* [WORK TASK]: Nothing but the line holding "Could you please locate the bare" and the lines after it, through the end of the records, should be set down, each exactly as it is.

Top of RECORDS SHOWN

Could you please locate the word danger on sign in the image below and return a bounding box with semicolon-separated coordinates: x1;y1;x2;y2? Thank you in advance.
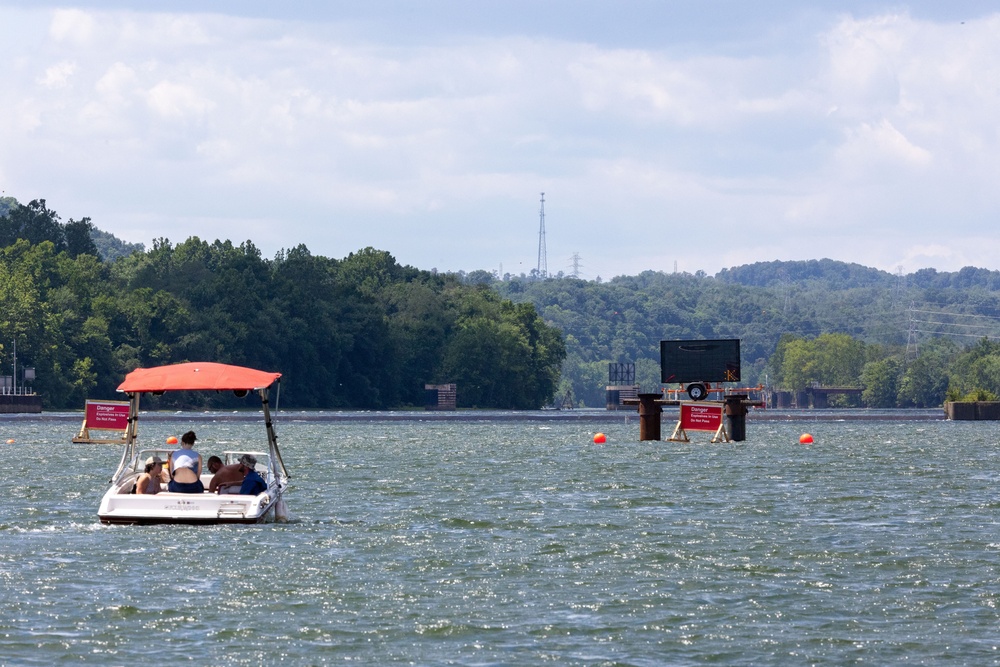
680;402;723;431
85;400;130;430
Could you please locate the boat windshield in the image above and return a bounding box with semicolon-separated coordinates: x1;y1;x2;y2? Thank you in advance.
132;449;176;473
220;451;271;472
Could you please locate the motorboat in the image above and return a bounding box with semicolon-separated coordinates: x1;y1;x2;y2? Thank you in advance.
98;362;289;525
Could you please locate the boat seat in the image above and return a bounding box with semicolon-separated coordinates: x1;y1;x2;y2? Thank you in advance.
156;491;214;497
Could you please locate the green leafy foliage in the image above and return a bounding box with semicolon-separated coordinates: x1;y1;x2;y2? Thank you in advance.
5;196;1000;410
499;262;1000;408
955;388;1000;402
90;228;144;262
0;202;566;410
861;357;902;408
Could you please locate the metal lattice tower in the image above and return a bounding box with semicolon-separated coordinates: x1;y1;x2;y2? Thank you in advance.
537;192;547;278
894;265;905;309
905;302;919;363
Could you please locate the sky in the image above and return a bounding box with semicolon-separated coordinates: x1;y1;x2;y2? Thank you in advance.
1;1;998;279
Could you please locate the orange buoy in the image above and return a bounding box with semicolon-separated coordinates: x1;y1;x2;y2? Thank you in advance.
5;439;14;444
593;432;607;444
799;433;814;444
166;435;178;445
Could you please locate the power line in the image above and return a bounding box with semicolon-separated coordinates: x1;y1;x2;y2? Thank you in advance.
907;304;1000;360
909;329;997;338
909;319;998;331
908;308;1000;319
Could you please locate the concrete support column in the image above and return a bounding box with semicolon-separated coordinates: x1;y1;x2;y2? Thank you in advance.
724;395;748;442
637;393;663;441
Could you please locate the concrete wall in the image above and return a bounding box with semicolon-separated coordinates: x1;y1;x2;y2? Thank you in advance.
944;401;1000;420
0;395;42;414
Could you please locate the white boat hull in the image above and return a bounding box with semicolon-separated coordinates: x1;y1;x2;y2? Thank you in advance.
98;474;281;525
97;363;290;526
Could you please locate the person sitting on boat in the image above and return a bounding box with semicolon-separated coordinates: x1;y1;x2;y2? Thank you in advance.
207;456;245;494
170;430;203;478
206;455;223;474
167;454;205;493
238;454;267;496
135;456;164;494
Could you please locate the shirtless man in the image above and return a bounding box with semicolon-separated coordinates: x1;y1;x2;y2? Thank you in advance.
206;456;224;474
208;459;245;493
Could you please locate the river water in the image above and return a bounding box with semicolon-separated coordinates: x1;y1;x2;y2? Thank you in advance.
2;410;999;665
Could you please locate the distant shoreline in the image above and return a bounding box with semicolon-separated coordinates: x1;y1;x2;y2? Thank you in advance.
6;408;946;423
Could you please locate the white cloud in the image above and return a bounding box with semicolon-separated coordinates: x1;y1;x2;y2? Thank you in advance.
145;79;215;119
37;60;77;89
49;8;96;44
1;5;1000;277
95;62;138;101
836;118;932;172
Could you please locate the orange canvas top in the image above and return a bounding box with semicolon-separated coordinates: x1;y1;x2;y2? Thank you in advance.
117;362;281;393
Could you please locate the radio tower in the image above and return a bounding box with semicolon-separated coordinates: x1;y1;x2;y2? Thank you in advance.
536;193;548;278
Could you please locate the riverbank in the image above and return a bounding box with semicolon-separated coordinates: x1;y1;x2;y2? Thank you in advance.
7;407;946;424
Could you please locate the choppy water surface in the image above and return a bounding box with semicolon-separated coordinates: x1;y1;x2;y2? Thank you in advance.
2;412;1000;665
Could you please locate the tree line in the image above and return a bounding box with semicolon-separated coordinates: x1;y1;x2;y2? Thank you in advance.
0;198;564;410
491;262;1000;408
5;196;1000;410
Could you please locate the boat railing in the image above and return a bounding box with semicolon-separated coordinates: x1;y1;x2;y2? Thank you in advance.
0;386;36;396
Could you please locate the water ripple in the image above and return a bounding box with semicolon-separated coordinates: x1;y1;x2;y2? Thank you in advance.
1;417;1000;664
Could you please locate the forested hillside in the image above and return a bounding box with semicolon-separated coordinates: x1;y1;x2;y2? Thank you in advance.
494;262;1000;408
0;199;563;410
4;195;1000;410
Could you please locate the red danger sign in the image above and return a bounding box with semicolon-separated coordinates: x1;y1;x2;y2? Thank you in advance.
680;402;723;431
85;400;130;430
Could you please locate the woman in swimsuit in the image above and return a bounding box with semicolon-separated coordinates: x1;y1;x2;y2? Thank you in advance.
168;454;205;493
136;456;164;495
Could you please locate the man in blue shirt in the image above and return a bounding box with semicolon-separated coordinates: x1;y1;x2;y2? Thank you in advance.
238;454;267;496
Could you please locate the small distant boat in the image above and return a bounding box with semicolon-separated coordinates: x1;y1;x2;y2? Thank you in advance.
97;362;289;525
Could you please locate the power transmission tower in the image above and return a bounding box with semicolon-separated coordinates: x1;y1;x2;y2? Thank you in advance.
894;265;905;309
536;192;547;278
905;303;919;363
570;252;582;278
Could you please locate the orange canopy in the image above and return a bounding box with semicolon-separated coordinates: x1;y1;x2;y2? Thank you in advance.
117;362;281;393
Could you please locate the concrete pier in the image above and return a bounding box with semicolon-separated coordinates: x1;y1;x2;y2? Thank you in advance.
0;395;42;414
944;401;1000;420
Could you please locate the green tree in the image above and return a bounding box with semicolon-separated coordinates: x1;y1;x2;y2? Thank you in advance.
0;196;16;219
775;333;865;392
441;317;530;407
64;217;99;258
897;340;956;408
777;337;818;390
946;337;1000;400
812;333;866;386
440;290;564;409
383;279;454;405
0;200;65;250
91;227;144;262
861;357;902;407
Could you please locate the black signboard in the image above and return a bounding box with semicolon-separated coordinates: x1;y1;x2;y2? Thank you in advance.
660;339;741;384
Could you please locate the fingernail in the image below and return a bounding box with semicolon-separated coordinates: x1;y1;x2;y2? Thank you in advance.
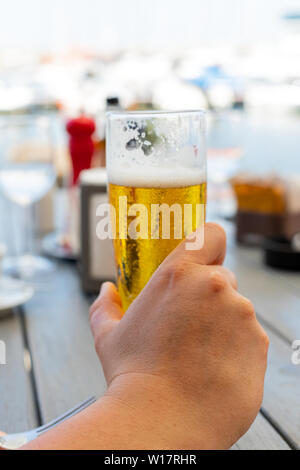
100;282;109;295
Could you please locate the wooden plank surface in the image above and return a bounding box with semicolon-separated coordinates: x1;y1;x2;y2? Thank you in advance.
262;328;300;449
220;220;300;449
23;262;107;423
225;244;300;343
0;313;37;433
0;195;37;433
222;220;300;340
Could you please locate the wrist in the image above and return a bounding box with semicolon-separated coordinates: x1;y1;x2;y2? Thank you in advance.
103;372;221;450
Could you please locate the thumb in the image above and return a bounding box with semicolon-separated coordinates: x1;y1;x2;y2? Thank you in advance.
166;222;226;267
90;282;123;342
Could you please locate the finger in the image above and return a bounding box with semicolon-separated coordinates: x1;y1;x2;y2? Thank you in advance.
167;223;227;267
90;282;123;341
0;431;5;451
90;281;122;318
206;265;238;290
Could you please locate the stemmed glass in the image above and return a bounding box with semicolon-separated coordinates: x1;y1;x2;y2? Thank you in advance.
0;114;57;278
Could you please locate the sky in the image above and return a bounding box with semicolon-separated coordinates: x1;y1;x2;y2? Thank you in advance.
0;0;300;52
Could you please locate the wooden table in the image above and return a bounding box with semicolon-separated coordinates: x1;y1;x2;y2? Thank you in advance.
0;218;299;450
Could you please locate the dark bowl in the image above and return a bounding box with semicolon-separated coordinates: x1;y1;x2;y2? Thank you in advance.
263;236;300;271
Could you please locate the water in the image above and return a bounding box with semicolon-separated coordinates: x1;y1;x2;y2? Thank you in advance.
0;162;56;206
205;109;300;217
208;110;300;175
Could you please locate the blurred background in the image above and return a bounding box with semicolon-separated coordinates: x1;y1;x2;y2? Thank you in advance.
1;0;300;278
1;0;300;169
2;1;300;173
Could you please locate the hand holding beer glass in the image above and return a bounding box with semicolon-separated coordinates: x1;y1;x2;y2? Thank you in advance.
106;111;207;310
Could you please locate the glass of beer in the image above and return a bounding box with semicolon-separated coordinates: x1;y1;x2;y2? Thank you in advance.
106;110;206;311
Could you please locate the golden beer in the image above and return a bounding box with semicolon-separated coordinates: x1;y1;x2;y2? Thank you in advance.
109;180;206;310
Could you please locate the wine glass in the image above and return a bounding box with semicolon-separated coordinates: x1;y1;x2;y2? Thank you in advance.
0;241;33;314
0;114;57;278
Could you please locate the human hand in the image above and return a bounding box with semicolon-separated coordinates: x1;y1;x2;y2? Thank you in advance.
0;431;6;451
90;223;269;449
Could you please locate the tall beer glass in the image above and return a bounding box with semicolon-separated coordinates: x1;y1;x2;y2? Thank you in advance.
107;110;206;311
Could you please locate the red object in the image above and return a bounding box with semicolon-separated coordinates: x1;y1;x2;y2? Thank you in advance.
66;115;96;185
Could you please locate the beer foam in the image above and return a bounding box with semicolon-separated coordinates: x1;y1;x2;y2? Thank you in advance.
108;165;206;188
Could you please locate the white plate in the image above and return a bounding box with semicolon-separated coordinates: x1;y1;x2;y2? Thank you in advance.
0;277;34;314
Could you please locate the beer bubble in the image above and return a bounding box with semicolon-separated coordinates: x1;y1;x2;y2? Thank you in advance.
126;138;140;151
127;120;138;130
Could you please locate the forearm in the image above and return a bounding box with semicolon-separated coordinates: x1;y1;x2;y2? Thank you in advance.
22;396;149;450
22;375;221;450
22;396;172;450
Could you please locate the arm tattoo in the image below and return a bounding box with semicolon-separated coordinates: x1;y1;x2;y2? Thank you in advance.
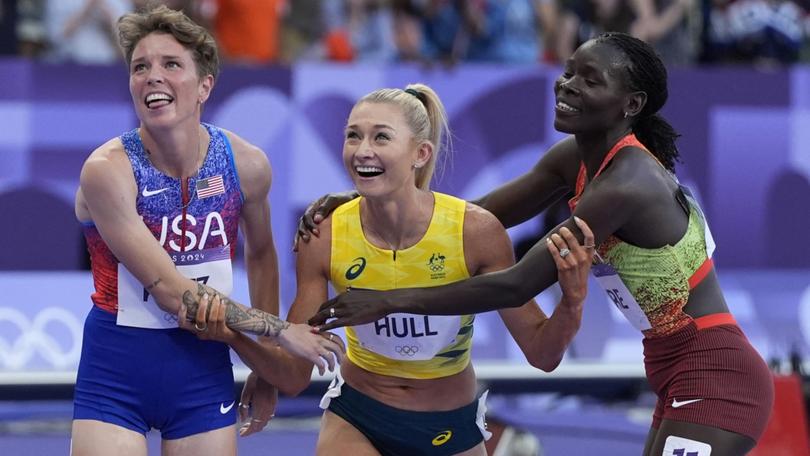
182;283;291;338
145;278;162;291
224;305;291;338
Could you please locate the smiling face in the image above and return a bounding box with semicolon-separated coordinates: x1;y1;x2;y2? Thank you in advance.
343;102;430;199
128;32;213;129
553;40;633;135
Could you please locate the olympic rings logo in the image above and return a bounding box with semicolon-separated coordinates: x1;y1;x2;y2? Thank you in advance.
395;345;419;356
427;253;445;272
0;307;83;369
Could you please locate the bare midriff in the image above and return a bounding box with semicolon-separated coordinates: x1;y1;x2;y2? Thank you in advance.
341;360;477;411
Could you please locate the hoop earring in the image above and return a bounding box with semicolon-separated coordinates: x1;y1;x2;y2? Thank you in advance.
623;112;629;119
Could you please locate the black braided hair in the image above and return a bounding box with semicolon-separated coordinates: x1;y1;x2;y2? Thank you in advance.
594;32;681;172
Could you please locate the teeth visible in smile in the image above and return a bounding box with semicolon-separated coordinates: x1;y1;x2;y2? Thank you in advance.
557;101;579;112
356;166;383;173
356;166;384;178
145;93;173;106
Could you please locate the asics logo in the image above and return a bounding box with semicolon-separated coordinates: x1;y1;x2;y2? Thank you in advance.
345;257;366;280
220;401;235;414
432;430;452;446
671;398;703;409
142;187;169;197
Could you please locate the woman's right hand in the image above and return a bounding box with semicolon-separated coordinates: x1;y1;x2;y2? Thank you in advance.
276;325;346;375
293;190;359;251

Bottom of RECORDS SHOWN

* [RESULT OF THE TASK]:
Could you please locate the bare midriff in the image above and return a bounding box with semicolon-separated coordinates: x1;y1;x2;y2? Thank you in advance.
341;360;477;411
Could you please locate the hoop earring in the image above and return a bounding box with semicolon-separated coordinates: x1;y1;x2;y2? Thank you in advance.
623;112;629;119
Could you please locate the black braided hair in the image above and return a bounding box with semicolon-separated coordinates: x1;y1;x2;y2? Thank you in advance.
594;32;681;172
Could you please locate the teeth visible in smile in the image above and return a bounding box with semicolon-separated coordinates: x1;y1;x2;y2? Thank you in advance.
557;101;579;112
356;166;383;173
356;166;384;178
145;93;173;106
Could you please locate the asics logo in the image above and return a bounding box with semicolon-separated coordinates: x1;y1;x2;y2? Thank you in advance.
345;257;366;280
220;401;235;414
432;430;452;446
671;398;703;409
142;187;169;197
Could you please locate the woman's right hand in the image above and return a bounding box with semicolon-separated coordinates: x1;y1;x2;y2? Thank you in advance.
276;325;346;375
293;190;359;251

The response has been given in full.